## [COSA SI CHIEDE]
Riporta senza alcuna modifica il passo del brano su tecnologia e bugie che va da "Mentire, si sa, è" a "e degli smartphone?".

## [BRANO DEL DOCUMENTO]

È vero che la tecnologia ci spinge a mentire di più?
Mentire, si sa, è un vizio antico. Si dice che tutti mentano. Al punto che Revel sosteneva che «la prima di tutte le forze che governano il mondo è la menzogna». Che il digitale non faccia eccezione l'abbiamo imparato da tempo. Addirittura la credenza comune è che la tecnologia ci ha sì offerto nuovi modi per connetterci, ma ci ha anche dato più opportunità di mentire. Ma davvero le persone mentono di più dall'avvento dei social media e degli smartphone?
A cercare di rispondere a questa domanda in maniera scientifica ci ha provato David Markowitz, che insegna alla School of Journalism and Communication dell'Università dell'Oregon. Nel suo saggio uscito in questi giorni su The Conversation, Markowitz ci ricorda che uno dei primi studi a indagare la connessione tra i tassi di inganno e la tecnologia risale al 2004. «A un gruppo di studenti fu chiesto quante interazioni sociali avevano avuto negli ultimi sette giorni tramite mezzi tecnologici (telefono, messaggi ed e-mail) e quante volte avevano mentito». Si scoprì che le persone avevano detto più bugie quando usavano il telefono (con la voce o con i messaggi) mentre erano state molto più sincere via e-mail.
Da allora – spiega Markowitz – «i modi in cui comunichiamo con le tecnologie sono molto cambiati». A partire dal fatto che nel 2004 Facebook era appena nato, Twitter, Instagram e TikTok non esistevano e gli smartphone come li conosciamo non esistevano.

## [DATI FORNITI]

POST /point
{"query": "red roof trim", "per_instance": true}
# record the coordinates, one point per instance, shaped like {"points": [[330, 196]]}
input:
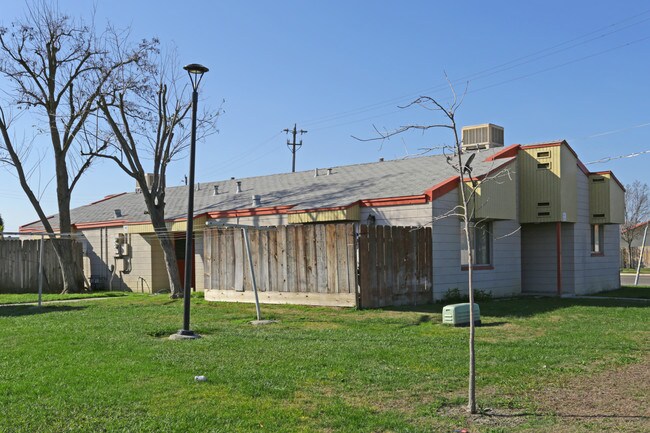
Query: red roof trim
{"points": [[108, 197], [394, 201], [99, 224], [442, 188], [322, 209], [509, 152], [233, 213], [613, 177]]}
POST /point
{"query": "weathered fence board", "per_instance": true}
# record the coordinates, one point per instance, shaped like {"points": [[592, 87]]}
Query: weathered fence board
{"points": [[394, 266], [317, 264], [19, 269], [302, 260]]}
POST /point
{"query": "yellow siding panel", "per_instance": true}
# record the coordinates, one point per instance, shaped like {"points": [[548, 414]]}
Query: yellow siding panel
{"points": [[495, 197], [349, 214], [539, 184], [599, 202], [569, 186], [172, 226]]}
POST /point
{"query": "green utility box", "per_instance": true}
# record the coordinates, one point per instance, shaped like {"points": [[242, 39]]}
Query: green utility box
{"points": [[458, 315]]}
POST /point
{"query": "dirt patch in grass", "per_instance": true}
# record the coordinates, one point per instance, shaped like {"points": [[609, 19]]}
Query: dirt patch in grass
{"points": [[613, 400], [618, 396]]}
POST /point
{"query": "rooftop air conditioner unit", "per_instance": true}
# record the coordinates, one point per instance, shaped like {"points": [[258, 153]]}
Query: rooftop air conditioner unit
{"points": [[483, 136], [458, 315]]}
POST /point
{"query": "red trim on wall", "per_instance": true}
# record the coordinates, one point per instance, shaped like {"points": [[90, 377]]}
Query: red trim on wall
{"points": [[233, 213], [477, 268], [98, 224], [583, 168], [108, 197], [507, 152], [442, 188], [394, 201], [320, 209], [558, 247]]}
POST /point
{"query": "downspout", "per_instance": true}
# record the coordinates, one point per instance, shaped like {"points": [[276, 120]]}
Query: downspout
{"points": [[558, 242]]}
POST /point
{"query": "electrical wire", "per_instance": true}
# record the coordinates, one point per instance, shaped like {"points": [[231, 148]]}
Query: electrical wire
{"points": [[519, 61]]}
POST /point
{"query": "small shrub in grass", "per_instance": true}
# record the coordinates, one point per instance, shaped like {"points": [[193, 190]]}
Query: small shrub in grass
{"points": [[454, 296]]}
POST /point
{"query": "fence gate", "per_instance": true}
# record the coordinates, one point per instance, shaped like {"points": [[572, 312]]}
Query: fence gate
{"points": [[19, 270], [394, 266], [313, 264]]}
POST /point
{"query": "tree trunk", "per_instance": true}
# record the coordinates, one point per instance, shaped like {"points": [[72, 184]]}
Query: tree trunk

## [RISPOSTA]
Mentire, si sa, è un vizio antico. Si dice che tutti mentano. Al punto che Revel sosteneva che «la prima di tutte le forze che governano il mondo è la menzogna». Che il digitale non faccia eccezione l'abbiamo imparato da tempo. Addirittura la credenza comune è che la tecnologia ci ha sì offerto nuovi modi per connetterci, ma ci ha anche dato più opportunità di mentire. Ma davvero le persone mentono di più dall'avvento dei social media e degli smartphone?